▸ **Records**:
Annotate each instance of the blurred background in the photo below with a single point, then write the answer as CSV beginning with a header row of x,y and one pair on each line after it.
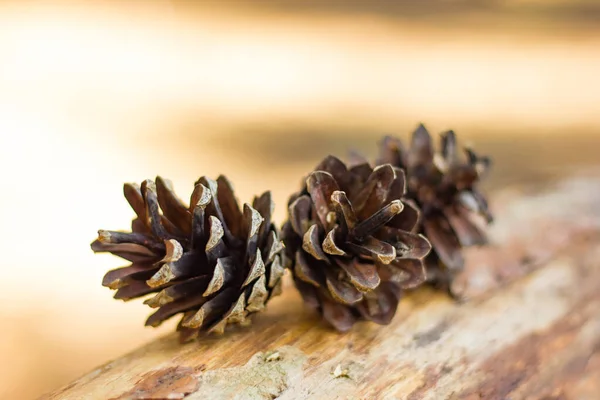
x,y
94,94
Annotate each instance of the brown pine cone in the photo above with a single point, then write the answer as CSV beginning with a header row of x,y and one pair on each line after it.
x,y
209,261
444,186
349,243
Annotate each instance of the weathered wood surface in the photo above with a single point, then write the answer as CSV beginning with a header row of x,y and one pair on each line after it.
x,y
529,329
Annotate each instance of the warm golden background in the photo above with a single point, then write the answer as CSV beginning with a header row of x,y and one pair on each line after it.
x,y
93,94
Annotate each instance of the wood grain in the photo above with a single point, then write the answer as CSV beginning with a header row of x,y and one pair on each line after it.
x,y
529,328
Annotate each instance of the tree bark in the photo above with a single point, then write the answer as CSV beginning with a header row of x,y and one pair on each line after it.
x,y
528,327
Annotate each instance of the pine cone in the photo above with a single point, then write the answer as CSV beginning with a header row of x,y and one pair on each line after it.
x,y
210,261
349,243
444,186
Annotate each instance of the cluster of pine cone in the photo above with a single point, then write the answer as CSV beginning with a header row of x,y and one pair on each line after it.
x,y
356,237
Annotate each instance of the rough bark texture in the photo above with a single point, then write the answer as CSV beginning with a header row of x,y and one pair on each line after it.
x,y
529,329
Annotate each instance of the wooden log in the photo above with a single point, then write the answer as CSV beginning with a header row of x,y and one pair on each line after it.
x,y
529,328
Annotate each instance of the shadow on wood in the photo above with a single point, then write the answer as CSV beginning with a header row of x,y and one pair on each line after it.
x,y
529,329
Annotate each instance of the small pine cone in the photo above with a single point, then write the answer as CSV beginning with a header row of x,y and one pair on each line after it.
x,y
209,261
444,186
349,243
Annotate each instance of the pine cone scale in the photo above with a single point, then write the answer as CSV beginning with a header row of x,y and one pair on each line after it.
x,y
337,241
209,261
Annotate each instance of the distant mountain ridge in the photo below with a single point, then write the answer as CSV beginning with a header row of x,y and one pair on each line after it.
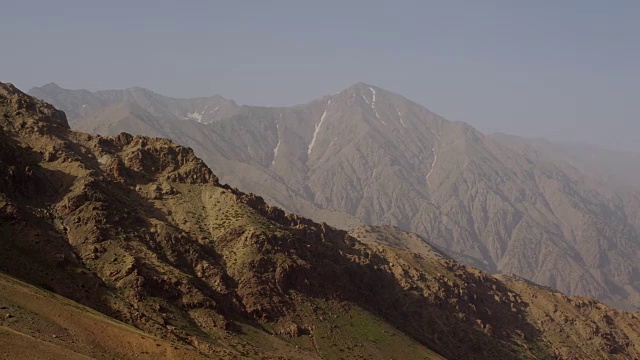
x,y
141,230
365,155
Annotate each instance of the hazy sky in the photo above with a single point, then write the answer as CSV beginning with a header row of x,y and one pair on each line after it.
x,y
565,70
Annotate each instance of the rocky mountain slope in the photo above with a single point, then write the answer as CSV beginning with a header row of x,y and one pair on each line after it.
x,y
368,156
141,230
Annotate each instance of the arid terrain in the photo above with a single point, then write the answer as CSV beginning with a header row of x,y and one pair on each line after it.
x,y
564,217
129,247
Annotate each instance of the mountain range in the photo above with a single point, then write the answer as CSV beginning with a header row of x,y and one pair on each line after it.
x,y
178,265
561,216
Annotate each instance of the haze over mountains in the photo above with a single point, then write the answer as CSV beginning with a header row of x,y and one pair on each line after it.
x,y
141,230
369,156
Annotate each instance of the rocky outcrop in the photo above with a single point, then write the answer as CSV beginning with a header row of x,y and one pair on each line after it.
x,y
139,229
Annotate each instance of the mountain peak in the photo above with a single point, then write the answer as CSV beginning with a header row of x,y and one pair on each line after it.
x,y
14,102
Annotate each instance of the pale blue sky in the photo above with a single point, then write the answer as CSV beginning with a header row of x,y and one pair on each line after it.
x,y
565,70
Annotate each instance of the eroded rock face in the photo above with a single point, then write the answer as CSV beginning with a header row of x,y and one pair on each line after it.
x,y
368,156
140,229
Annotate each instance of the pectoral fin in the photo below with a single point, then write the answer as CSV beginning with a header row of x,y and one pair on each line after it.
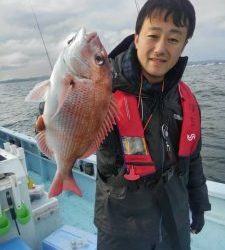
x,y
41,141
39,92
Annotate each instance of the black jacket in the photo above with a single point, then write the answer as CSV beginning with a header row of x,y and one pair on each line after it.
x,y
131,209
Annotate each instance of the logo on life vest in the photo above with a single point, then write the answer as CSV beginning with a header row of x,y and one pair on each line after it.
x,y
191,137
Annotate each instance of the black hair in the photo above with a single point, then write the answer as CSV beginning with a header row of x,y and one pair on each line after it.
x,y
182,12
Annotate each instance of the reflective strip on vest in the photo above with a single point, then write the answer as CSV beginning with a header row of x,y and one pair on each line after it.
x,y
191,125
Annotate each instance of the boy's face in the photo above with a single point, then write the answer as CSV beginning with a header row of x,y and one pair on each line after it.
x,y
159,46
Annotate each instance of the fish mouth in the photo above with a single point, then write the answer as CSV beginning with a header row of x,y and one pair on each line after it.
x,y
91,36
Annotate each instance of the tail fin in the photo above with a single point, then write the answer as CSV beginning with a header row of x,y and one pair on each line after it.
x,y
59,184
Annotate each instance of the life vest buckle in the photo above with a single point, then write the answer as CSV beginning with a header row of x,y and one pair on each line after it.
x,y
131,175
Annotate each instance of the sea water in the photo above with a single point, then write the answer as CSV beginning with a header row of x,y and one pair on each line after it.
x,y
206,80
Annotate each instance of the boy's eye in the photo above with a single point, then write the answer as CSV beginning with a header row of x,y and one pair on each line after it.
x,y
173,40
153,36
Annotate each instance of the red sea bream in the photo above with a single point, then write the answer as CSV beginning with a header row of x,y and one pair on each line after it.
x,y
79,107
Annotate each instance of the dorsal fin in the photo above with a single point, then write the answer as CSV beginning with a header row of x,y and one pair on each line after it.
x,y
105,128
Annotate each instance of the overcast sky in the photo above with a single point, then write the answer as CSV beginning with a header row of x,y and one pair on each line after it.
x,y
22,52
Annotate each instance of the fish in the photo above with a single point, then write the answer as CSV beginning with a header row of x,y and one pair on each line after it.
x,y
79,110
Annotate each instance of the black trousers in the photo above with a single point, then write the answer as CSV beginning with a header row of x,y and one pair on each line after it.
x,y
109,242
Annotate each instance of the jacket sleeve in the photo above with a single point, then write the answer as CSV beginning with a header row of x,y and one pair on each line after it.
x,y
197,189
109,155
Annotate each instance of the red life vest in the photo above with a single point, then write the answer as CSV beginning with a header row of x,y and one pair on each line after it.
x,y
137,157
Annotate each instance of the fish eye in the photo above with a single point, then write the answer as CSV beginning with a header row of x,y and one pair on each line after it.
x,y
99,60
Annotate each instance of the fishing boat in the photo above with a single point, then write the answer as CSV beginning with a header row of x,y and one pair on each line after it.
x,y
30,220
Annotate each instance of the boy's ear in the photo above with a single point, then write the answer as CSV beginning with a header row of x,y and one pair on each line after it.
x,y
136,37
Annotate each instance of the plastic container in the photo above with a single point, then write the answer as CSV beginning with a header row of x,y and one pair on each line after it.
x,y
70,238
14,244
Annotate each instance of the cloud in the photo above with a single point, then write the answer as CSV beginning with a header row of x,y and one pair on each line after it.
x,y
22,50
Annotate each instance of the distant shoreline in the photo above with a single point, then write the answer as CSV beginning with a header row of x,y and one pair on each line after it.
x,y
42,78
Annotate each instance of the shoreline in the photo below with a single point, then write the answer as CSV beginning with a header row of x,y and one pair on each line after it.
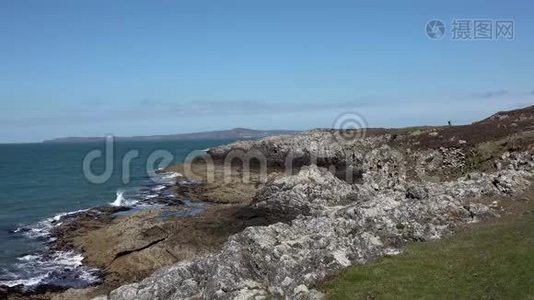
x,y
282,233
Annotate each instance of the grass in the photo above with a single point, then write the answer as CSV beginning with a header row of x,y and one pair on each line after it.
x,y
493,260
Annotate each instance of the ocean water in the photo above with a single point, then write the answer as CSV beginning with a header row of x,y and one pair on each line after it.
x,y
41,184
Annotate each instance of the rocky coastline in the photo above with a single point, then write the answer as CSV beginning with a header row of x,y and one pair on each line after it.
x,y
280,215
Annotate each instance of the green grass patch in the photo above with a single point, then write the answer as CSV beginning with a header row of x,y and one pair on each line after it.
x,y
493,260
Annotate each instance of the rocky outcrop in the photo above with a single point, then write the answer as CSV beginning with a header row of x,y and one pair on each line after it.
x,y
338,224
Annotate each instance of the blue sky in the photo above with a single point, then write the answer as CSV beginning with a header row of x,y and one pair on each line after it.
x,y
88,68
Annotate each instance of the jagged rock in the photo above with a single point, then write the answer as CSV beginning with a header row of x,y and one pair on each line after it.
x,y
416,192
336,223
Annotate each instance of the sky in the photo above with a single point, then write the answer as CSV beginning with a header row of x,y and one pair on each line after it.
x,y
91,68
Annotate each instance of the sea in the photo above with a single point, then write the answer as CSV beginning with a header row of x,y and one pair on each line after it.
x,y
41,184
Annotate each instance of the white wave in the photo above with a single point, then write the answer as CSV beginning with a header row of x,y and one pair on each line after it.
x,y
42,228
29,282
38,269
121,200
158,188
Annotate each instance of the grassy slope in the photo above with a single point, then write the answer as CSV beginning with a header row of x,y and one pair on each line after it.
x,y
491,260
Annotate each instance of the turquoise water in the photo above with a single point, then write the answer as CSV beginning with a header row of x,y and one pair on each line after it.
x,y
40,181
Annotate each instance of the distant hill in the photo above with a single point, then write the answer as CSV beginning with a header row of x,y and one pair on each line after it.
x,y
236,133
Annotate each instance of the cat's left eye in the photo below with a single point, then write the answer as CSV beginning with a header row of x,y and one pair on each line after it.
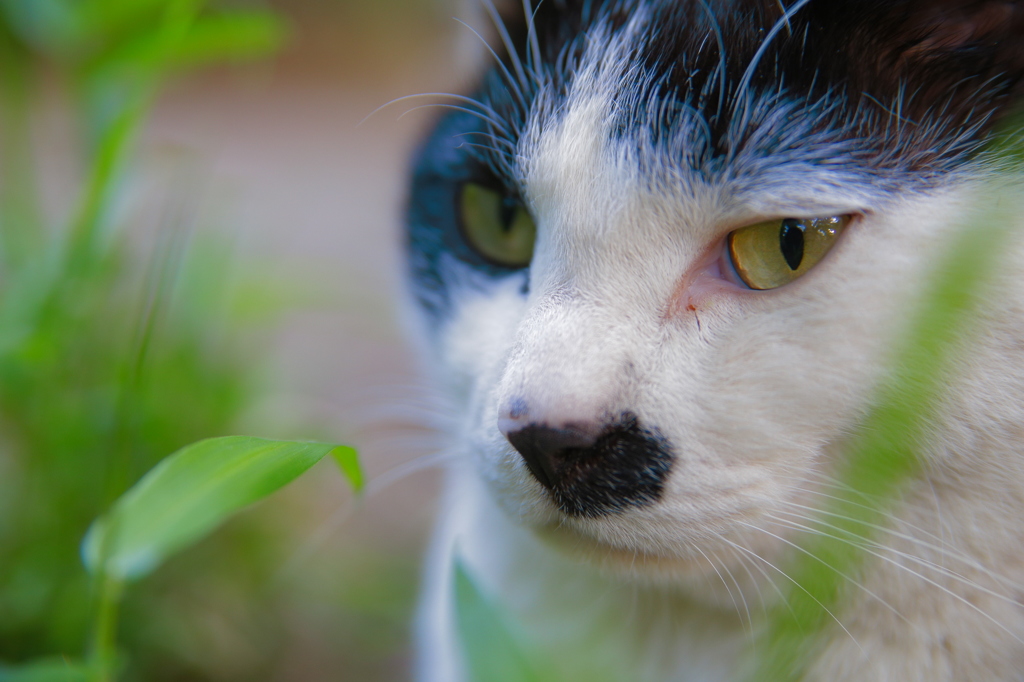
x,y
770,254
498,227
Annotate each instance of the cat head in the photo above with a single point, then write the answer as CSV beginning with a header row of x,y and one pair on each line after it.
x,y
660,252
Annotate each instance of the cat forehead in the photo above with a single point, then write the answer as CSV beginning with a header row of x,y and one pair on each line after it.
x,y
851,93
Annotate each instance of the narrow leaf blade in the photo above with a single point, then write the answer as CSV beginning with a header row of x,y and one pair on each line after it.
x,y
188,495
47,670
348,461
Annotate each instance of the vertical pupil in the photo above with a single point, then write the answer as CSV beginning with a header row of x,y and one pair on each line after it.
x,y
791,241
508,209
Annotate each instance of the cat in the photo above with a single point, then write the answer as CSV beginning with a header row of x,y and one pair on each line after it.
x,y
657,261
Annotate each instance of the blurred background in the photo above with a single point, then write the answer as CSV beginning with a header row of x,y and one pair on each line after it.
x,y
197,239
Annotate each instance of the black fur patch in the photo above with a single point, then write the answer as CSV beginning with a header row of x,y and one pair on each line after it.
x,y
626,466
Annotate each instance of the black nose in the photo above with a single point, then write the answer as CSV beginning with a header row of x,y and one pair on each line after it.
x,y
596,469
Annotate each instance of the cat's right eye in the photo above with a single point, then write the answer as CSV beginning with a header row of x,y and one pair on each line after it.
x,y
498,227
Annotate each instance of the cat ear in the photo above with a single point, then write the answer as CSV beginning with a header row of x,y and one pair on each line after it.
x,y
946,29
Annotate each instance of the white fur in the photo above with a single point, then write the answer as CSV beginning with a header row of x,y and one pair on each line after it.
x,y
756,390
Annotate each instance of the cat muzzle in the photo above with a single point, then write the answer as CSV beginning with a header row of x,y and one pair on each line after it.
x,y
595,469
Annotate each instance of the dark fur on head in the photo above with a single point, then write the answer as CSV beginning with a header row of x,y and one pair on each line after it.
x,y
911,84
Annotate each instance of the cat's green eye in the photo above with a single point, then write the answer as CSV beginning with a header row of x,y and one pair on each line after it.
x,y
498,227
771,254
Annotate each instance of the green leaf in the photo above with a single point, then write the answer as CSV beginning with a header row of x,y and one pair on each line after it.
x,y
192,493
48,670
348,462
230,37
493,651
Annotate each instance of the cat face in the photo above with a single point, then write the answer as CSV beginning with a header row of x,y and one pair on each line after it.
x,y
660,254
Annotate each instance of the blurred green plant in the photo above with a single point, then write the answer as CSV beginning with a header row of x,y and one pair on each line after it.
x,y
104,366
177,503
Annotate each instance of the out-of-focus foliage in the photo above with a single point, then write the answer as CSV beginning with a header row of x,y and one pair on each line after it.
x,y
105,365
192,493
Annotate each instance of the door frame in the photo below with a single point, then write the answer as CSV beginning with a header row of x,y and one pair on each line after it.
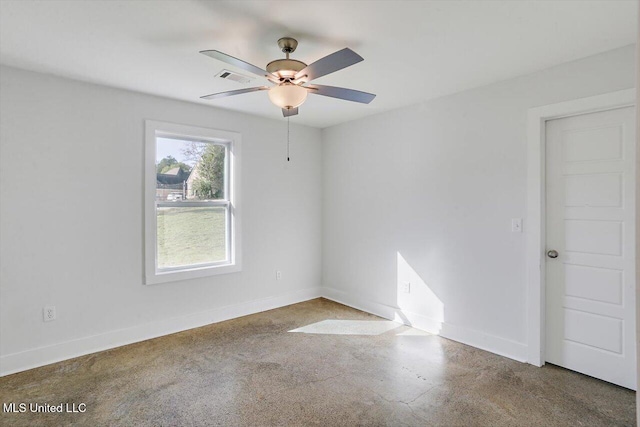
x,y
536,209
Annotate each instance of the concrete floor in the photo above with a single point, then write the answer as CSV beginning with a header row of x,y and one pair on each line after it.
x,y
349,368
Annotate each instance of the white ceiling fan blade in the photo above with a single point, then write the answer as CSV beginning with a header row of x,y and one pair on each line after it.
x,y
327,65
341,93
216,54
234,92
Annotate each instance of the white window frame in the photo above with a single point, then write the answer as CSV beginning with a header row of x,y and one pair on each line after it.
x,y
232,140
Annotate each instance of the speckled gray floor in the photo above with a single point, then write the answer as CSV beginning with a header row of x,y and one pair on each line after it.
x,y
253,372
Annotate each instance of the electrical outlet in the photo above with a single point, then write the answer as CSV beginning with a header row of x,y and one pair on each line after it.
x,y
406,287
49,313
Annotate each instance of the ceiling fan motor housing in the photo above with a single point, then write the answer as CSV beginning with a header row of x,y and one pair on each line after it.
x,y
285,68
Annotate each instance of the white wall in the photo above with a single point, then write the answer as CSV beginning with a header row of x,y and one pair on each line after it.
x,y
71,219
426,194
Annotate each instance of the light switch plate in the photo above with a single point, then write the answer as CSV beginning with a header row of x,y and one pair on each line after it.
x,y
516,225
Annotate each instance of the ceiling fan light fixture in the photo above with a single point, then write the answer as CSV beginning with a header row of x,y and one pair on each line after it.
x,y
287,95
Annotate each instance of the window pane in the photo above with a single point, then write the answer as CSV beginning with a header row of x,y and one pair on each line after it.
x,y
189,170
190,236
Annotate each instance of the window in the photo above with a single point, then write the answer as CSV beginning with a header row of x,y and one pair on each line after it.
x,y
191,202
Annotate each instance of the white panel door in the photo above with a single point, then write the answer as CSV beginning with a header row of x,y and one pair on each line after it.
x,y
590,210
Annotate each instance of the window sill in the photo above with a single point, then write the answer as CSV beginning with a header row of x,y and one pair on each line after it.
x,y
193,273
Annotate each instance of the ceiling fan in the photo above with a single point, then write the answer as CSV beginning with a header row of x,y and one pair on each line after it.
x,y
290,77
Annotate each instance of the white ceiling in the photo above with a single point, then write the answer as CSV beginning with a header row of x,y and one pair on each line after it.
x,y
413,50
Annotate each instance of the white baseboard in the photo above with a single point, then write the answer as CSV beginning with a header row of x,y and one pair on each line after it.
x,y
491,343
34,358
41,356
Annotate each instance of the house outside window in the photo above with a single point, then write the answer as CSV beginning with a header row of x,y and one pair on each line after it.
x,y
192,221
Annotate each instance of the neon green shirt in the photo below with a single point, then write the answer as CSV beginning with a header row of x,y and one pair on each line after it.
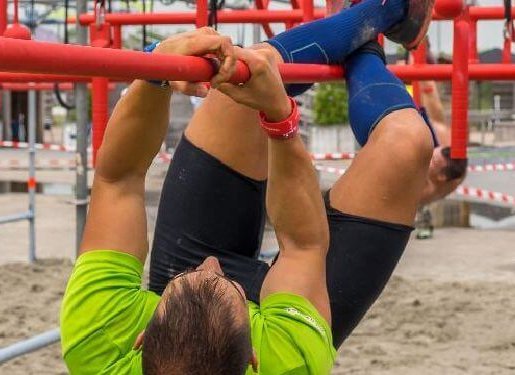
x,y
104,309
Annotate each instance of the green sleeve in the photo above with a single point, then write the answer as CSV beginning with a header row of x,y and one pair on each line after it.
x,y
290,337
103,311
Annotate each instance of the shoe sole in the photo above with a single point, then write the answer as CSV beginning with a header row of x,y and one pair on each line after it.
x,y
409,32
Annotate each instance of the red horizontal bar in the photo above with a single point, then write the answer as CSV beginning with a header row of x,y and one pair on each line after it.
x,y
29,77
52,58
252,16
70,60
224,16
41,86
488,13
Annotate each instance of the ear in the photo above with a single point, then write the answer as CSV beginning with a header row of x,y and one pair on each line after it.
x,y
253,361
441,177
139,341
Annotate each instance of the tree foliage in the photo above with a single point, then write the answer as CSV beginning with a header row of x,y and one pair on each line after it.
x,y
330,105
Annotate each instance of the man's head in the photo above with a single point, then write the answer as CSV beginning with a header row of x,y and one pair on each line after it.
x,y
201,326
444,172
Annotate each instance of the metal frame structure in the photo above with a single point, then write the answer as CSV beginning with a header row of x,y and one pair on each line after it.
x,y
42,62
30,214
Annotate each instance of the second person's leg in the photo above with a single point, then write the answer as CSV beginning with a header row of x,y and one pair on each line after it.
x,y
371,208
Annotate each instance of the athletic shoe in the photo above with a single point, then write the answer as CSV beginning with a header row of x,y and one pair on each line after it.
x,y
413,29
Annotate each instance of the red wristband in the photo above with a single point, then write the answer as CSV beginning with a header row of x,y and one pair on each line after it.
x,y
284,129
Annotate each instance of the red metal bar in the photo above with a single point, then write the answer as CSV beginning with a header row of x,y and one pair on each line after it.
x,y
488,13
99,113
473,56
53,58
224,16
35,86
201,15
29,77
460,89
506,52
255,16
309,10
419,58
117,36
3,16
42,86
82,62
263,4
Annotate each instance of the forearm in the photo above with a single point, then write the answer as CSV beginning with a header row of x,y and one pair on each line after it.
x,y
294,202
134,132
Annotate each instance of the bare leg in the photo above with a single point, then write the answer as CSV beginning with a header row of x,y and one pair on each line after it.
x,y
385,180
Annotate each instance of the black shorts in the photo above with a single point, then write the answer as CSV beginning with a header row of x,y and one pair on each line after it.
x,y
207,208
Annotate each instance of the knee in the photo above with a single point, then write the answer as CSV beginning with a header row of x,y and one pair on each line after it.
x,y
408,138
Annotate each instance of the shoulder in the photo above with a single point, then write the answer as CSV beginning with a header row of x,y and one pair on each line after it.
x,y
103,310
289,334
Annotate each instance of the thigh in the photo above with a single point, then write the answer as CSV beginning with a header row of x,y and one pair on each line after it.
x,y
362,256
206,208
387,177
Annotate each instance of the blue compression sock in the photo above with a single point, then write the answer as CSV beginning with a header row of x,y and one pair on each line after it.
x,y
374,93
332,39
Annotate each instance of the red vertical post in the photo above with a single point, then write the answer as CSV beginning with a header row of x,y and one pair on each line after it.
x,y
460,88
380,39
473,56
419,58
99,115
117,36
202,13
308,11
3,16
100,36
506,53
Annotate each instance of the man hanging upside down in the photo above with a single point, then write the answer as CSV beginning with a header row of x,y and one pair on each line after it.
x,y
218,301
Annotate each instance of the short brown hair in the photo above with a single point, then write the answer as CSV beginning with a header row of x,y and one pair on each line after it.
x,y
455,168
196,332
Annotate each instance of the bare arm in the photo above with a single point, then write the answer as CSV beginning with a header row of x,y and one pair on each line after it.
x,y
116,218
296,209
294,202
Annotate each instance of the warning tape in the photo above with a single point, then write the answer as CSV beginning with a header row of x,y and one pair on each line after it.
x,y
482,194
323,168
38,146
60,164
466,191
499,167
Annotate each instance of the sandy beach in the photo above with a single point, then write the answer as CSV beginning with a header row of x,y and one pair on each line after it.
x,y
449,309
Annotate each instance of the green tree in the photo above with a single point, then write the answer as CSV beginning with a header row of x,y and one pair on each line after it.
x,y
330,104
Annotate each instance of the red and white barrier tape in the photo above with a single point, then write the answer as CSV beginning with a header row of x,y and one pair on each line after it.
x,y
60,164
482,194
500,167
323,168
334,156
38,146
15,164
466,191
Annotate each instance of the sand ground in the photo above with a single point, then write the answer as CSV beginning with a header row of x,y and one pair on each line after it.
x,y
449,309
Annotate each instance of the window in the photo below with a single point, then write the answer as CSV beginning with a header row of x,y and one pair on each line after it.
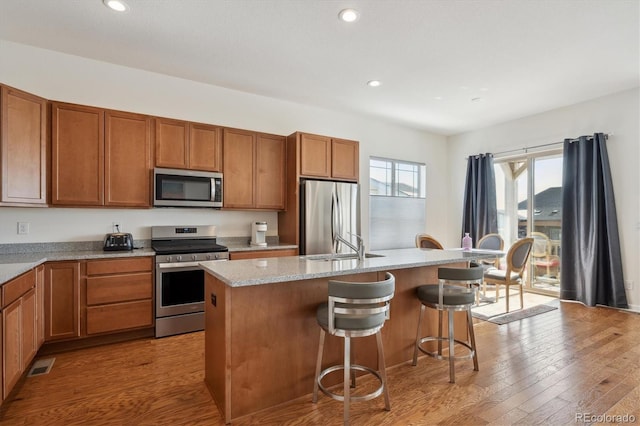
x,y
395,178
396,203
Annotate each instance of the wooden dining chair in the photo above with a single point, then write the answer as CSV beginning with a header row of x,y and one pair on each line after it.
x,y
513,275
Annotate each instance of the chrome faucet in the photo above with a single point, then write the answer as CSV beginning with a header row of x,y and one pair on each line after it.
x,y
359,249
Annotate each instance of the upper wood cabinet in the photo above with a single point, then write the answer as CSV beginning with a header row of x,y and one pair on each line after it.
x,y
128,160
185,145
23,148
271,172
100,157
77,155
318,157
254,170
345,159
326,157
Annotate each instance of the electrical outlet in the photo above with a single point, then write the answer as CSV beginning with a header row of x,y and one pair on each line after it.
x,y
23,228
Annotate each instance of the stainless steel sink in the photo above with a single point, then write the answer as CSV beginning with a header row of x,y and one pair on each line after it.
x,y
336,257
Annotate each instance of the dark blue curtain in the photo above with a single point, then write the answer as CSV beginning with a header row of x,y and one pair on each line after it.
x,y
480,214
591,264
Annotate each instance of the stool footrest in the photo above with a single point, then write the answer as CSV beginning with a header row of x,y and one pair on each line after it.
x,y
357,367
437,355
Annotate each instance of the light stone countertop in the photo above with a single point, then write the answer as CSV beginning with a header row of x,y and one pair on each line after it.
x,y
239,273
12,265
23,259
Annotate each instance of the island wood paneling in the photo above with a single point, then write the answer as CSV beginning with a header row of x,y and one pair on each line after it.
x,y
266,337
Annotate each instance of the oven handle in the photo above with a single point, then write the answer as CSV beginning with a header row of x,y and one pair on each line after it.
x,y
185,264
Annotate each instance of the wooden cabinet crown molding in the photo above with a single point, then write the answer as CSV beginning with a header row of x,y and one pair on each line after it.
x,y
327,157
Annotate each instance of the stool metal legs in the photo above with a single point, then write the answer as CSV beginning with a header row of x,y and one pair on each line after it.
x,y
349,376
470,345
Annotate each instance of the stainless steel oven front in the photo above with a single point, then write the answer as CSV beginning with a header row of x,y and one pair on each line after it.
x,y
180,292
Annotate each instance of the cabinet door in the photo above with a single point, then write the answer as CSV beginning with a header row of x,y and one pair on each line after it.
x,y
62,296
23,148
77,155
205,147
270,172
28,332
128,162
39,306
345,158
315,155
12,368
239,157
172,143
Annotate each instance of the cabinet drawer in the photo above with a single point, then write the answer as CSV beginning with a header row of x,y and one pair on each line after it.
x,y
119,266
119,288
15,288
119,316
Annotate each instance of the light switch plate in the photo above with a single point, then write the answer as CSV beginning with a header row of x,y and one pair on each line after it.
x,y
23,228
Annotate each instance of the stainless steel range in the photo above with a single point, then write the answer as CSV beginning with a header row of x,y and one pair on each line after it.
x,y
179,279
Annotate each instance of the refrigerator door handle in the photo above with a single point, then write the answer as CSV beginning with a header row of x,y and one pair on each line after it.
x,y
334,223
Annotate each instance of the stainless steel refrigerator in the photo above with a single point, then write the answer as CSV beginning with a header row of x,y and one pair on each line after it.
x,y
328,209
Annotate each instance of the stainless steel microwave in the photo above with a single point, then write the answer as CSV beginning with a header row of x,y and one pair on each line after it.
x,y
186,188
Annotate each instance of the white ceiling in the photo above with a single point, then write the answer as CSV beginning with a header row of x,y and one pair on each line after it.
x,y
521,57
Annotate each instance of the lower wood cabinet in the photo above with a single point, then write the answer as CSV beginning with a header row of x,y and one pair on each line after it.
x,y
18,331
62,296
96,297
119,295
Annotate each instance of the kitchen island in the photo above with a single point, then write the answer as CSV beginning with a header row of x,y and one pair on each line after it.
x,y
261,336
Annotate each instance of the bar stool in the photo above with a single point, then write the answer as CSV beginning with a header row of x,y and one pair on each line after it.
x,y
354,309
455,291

▸ **What is being asked**: From the line containing "Annotate each instance of the lower" through the closing line of the material above, return every line exactly and omit all others.

▸ **Solution to this problem**:
Annotate each instance of the lower wood cabinet in the photo above with a single point, then write the answer as CSV beginning with a header row of x,y and one pair on each line after it.
x,y
18,331
62,296
96,297
119,295
Annotate each instance of the kitchen island in the photo above with a single point, then write the answer as CSV beginning with a header row of x,y and one pair on each line after it.
x,y
261,336
Annotate each instance of the bar stool in the photo above with a single point, then write the answer as CSV beginning with a header row of x,y and one pair on each line after it.
x,y
354,309
455,291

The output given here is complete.